- Associated Press - Wednesday, March 15, 2017

PHOENIX (AP) - An Arizona House committee approved a bill Wednesday to require doctors who perform abortions to try to revive fetuses showing any signs of life and to have the equipment they would need ready so they can do so.

The House Committee on Judiciary and Public Safety voted 6-3 to send the legislation to the full House. The Senate already passed the bill 18-12 in February, with all Republicans and Catherine Miranda, D-Phoenix, supporting it.

Supporters say the bill would ensure babies who survive abortions are given life-saving care, citing two cases in Arizona in which abortions resulted in live births but the infants died due to lack of care. Opponents say the measure would cause futile pain to infants born too early to survive or with premature defects that will lead to their deaths.

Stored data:
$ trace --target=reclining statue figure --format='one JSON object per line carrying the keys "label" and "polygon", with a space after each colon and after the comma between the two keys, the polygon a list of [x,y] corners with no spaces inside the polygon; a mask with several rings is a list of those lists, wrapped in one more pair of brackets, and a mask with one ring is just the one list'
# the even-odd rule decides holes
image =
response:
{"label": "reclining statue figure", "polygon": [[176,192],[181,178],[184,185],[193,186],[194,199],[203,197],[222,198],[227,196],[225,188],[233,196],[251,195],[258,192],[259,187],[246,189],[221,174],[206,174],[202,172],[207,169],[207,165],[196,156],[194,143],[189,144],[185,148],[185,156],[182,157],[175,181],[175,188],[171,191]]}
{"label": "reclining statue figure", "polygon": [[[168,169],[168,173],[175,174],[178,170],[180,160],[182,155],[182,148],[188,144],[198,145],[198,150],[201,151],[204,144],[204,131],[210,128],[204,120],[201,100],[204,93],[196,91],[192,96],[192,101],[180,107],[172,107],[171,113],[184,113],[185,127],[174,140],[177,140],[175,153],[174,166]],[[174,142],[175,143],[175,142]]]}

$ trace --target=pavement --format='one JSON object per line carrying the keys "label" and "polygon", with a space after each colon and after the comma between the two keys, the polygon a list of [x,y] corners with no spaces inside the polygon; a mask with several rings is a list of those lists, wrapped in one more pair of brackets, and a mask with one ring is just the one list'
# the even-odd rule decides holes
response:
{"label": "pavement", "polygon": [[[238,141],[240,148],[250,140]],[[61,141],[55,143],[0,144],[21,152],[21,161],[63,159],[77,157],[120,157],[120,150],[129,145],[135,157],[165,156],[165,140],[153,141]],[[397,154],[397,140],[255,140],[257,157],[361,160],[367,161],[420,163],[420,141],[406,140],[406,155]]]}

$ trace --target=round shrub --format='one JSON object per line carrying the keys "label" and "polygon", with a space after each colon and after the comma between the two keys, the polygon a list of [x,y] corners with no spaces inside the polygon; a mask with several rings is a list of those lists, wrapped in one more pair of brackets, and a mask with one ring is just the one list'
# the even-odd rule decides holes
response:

(TASK PROMPT): Carry the news article on the Arizona abortion bill forward from its final sentence. None of the entries are needed here.

(EXPECTED ANSWER):
Senate Bill 1367 would require clinics that perform abortions at 20 weeks or more to have available equipment on hand to care for a fetus delivered alive. The legislation defines “delivered alive” as evidence of breathing, a heartbeat, umbilical cord pulsation, or movement of voluntary muscles. The measure would require the same medical care for situations when women are not trying to terminate pregnancies.

It would also mandate doctors who find themselves dealing with a born-alive case to make a report to the state Department of Health Services.

Sponsor Sen. Steve Smith, R-Maricopa, has called the legislation “the good Samaritan abortion bill,” and said he thinks it should bridge common ground for those on both sides of the aisle on the issue.

“This bill is not about Planned Parenthood, it’s not even really about abortions per se,” Smith said. “We’re just talking about a living baby in front of you with clear signs of life.”

Dr. Peter Stevenson, a neonatologist, testified that the current standard of care is not to resuscitate fetuses delivered prior to 22 weeks in Arizona and throughout the U.S.

“It’s unethical and against the physician’s oath to do no harm to provide anything more invasive or extensive than comfort measures alone,” he said.

Cathi Herrod, president of the Center for Arizona Policy anti-abortion group, said doctors should be required to give all infants who survive abortions any available care.

“This is about babies that are delivered alive and deserve a chance at life and deserve to have a law that is enforceable,” Herrod said.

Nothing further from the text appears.